====== Supplied data ======

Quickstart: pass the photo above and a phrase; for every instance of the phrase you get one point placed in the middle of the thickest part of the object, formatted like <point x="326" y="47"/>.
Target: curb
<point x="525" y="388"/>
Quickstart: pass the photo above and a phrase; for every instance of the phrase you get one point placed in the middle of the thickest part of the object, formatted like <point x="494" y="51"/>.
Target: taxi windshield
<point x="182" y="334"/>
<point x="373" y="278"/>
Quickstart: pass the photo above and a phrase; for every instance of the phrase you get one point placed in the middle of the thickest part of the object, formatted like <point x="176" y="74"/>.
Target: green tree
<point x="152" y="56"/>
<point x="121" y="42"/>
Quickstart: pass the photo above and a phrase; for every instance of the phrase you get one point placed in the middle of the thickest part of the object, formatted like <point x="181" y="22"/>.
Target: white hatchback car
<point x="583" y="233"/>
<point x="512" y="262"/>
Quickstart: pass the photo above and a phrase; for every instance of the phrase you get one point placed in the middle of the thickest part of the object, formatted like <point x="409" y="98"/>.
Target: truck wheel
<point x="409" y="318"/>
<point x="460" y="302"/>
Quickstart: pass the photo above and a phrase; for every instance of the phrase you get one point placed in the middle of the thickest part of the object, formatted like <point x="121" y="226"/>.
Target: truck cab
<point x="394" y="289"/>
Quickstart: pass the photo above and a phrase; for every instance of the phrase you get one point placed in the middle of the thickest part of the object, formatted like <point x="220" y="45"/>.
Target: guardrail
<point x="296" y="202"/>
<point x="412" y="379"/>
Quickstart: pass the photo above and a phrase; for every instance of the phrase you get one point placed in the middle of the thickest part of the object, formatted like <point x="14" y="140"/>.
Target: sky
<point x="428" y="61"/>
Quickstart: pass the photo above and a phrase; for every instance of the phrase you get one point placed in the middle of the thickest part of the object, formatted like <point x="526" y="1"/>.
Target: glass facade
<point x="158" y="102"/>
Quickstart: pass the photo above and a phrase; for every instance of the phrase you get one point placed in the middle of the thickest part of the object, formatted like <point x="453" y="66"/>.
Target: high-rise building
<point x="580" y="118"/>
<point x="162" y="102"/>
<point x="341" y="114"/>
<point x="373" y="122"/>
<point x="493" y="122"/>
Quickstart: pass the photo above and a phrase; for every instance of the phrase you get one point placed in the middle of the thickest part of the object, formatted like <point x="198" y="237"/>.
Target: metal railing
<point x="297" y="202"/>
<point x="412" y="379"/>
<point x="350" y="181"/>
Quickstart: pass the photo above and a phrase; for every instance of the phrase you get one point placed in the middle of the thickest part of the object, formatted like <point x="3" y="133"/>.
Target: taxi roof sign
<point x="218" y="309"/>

======

▶ _Prompt_:
Set down the records once more, character for character.

▶ _Solution below_:
Quickstart: pass the photo above and a phrase; for every instance of the phrase you get one point placed in the middle of the thickest part of the object, formatted like <point x="326" y="47"/>.
Target: curb
<point x="525" y="388"/>
Quickstart: pass the photo above and a phrase; for every instance of the phrase you get one point placed in the middle of the thickest part of the object, formatted like <point x="494" y="51"/>.
Target: taxi windshield
<point x="182" y="334"/>
<point x="373" y="278"/>
Quickstart: pass the photo above and a phrase; for every instance of the phrase you get one point placed in the middle of the thickest part of the object, formatted like <point x="176" y="74"/>.
Target: green tree
<point x="152" y="56"/>
<point x="121" y="42"/>
Quickstart: pass the photo above and a phrase; for every instance of the phrase you get one point placed in the middle of the thickest part of the object, formatted like <point x="181" y="22"/>.
Target: white hatchback car
<point x="583" y="233"/>
<point x="512" y="262"/>
Quickstart: pass the photo above and a phrase; for every instance of the phrase you get one point placed in the middle of the thickest part of the object, formatted like <point x="409" y="98"/>.
Target: truck wheel
<point x="409" y="318"/>
<point x="460" y="302"/>
Quickstart: pass the photo above and a phrase; for every instance of the phrase you get one point placed in the middle of the thickest part of the object, formatted like <point x="121" y="226"/>.
Target: truck cab
<point x="394" y="289"/>
Quickstart: pass the photo above and a phrase; for every instance of the phrase you get one point placed in the middle of the thickest part of the object, formatted like <point x="220" y="45"/>.
Target: guardrail
<point x="296" y="202"/>
<point x="412" y="379"/>
Quickstart: pass the photo above and a phrase; for every instance of the phrase you get one point placed in the middle of the thickest part of the object, formatted like <point x="14" y="140"/>.
Target: sky
<point x="428" y="61"/>
Quickstart: pass the photo above and a phrase; for every instance of the phrase you get one point placed in the middle of the thickest part of the object, formatted like <point x="526" y="1"/>.
Target: glass facade
<point x="158" y="102"/>
Quickstart: pass the photo above and a phrase; for every instance of the phrase you get one point placed in the middle of the thickest part of the object, formatted like <point x="453" y="66"/>.
Target: high-rise building
<point x="580" y="118"/>
<point x="162" y="102"/>
<point x="341" y="114"/>
<point x="373" y="122"/>
<point x="493" y="122"/>
Quickstart: pass the photo above and a phrase; for every instance of the phrase you get one point placed in the middle of the thickest part of the object, formatted like <point x="198" y="237"/>.
Target: metal railing
<point x="297" y="202"/>
<point x="412" y="379"/>
<point x="350" y="181"/>
Quickstart: pass the photo above and a phrase; for every instance of the phrase you get one point placed in the middle of the thickest part of the object, formatted like <point x="3" y="133"/>.
Target: taxi roof sign
<point x="218" y="309"/>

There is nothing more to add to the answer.